* _EXCERPT TO READ_:
== == ==

14. Nextly, it was contended that the members of the joint family partitioned the joint family properties under partition deed dated 03.03.1994 and

therefore, late Venkateshwarlu has no right to alienate the plaint schedule property in favour of the plaintiff under gift deed. According to the

defendants, they are in fact, in possession and enjoyment of the plaint schedule property and thus the plaintiff is not entitled for the relief of

permanent injunction.

15. In the Second Appeal No. 580 of 1998, the following substantial questions of law have been formulated for consideration:

1) Whether late Venkateshwarlu got item No. 1 of the plaint schedule property as heir to late Tulsamma, can it be said to be the joint family

property of late Venkateshwarlu and his sons?

2) Whether Ramanaiah got item No. 2 of the plaint schedule properties as heir to his daughter Rangamma and when late Venkateshwarlu inherited

it as heir to his father, can it be said to be the joint family property of late Venkateshwarlu and his sons.

3) Whether the appellate Court is justified in holding that the properties gifted to Tulsamma under Ex. B.1 and the property purchased by

Rangamma under Ex. B.2 reverted back to the joint family of the defendants.

== == ==

* _RECORDS_:
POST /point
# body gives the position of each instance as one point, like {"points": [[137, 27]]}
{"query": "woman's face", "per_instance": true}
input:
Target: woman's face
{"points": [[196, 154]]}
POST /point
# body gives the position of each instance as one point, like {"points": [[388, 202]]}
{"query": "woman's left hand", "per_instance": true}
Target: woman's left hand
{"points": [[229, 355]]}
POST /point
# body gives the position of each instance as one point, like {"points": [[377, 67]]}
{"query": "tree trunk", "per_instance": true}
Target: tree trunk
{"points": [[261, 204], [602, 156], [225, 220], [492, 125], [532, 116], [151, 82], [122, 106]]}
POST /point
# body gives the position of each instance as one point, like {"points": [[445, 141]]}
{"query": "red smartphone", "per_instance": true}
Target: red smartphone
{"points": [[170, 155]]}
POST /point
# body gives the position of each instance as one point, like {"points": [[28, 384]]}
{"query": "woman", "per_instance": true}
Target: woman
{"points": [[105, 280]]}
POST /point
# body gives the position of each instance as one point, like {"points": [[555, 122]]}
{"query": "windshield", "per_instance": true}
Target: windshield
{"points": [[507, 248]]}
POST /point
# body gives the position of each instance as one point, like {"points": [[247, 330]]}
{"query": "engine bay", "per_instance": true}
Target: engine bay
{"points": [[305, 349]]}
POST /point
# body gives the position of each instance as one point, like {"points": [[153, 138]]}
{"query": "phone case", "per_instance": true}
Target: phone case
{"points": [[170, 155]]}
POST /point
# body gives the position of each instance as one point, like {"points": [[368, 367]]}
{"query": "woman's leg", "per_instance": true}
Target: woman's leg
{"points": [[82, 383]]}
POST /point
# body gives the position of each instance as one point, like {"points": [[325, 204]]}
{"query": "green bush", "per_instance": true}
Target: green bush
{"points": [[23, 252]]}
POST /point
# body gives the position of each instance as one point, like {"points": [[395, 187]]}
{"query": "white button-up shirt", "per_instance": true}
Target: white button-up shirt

== == ==

* _TASKS_:
[a] In the court excerpt, what date does the partition deed carry?
[b] List every person named in the court excerpt.

* _RESPONSES BY TASK_:
[a] 03.03.1994

[b] Venkateshwarlu, Tulsamma, Ramanaiah, Rangamma